=== Section Start ===

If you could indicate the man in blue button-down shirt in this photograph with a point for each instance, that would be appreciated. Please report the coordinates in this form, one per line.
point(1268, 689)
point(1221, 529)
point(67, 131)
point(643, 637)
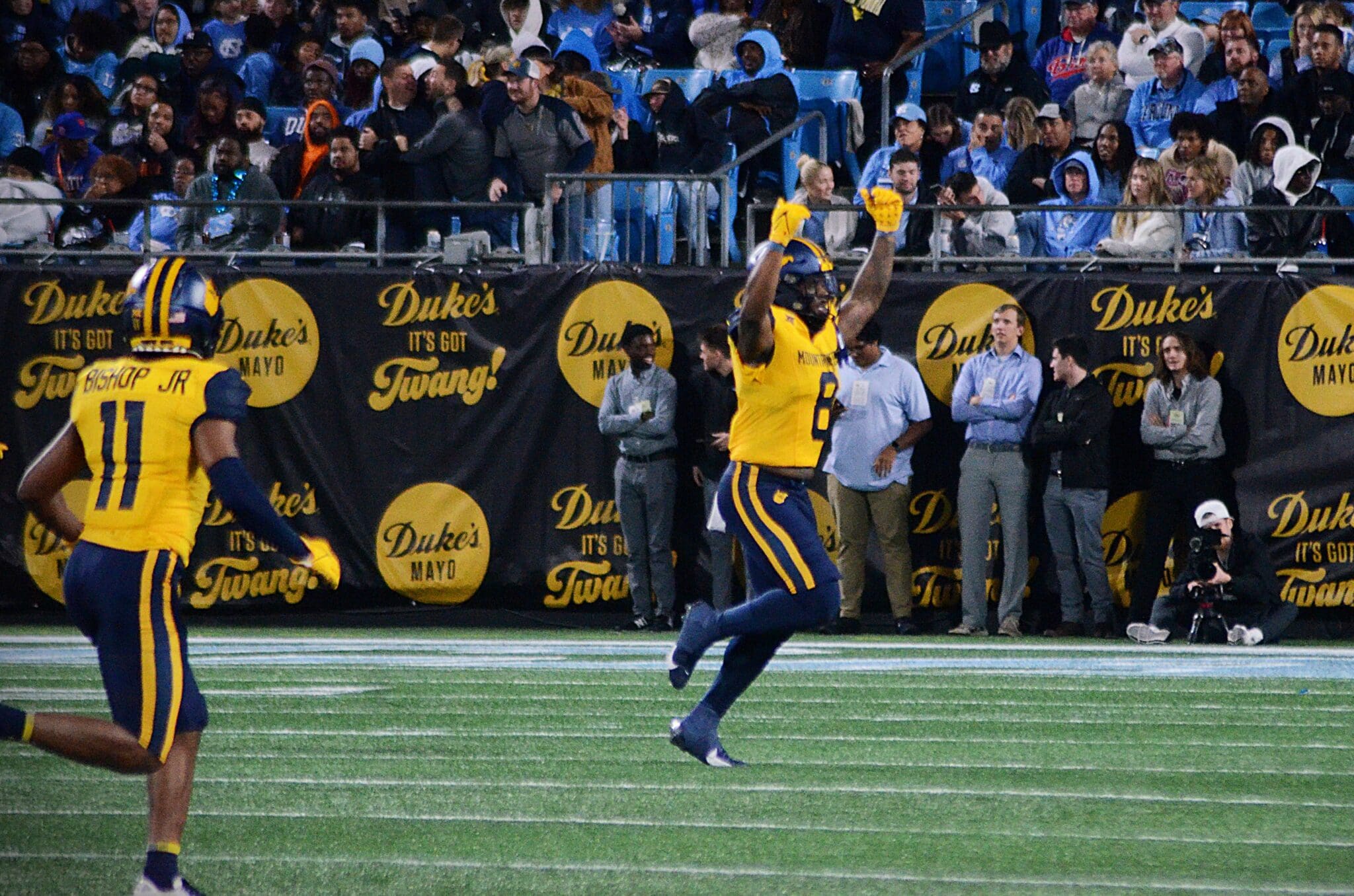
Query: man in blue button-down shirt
point(639, 405)
point(996, 394)
point(869, 471)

=== Section End ===

§ What this task involves: Please return each line of the listing exactly as written, excluding the images.

§ Exercise output:
If you could indicate the man in blue button-down shirt in this photograph with a point for each instance, that would be appreciated. Please report the coordinates in this form, one per line.
point(1268, 689)
point(1221, 529)
point(67, 131)
point(643, 637)
Query: man in blue button-down shirt
point(639, 405)
point(996, 394)
point(869, 471)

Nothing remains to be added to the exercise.